* [TASK REQUIREMENTS] Going through the data below, please show each line containing the string "table".

--- MATERIAL FOR THIS EXERCISE Enclosed Below ---

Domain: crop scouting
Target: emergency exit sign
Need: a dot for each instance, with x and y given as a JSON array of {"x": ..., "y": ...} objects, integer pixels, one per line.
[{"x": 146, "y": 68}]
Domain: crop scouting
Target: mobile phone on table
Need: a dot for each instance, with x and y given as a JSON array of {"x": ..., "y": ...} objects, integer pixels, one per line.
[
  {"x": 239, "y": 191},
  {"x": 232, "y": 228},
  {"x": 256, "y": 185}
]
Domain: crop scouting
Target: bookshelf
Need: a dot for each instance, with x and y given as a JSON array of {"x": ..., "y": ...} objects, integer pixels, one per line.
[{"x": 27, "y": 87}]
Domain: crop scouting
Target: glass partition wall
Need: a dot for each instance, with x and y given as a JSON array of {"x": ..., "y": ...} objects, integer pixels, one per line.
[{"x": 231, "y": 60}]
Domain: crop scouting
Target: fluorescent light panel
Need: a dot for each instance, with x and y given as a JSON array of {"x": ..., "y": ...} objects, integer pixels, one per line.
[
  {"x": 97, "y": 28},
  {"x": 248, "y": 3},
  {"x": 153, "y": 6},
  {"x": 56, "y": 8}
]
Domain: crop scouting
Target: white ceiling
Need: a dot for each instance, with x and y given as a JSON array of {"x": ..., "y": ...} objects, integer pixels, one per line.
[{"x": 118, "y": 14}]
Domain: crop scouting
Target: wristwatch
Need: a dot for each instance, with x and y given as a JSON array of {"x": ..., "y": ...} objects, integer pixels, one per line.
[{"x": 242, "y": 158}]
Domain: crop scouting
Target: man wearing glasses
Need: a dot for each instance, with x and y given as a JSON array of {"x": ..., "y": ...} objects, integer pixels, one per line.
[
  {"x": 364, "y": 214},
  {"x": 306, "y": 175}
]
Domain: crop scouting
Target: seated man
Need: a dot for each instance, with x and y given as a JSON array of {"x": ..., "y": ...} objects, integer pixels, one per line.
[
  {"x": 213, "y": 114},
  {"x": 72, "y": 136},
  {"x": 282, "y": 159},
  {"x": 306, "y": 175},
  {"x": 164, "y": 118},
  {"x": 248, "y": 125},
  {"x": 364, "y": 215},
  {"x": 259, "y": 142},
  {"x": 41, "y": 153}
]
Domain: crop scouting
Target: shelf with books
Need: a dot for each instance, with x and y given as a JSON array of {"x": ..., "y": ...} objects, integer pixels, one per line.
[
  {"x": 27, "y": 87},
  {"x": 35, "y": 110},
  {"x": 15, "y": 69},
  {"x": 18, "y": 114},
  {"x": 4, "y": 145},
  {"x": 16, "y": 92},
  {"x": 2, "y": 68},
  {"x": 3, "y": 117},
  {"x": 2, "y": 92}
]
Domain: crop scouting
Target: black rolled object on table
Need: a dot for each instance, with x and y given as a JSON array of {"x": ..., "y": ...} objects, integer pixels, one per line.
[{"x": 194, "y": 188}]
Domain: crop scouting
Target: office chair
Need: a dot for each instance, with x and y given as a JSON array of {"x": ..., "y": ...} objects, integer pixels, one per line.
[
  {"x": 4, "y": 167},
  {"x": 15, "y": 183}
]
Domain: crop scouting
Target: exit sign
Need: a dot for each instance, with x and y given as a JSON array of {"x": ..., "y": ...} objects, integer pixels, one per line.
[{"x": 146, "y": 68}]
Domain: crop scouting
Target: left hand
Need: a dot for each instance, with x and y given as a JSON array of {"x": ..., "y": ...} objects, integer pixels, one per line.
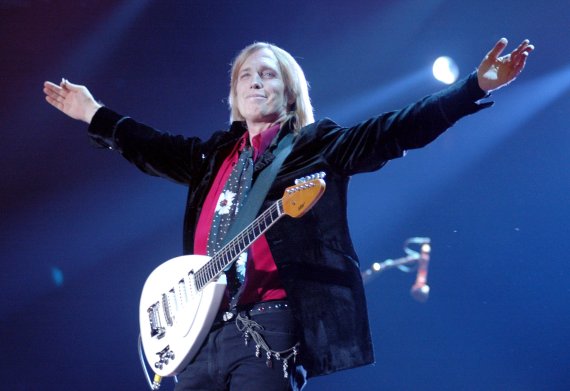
[{"x": 495, "y": 72}]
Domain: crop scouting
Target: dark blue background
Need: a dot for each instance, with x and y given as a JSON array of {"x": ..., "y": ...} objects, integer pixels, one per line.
[{"x": 80, "y": 229}]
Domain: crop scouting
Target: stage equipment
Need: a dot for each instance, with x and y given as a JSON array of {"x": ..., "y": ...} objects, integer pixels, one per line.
[{"x": 413, "y": 261}]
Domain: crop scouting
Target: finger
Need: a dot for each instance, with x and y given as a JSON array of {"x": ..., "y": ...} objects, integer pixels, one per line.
[
  {"x": 70, "y": 86},
  {"x": 54, "y": 103},
  {"x": 51, "y": 87},
  {"x": 54, "y": 90},
  {"x": 496, "y": 51}
]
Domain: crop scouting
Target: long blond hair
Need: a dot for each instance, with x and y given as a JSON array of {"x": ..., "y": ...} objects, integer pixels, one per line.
[{"x": 301, "y": 110}]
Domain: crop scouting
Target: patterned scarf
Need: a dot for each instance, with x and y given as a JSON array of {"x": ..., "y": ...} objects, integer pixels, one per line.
[{"x": 231, "y": 199}]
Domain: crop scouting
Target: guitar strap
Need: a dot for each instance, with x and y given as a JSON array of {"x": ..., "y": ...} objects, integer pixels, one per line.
[{"x": 259, "y": 190}]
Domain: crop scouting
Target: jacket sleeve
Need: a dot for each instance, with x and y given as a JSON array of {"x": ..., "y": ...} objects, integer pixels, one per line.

--- End of Enclosed MATERIAL FOR THIS EXERCISE ---

* [RESULT]
Target: mobile phone on table
Target: black rolled object on table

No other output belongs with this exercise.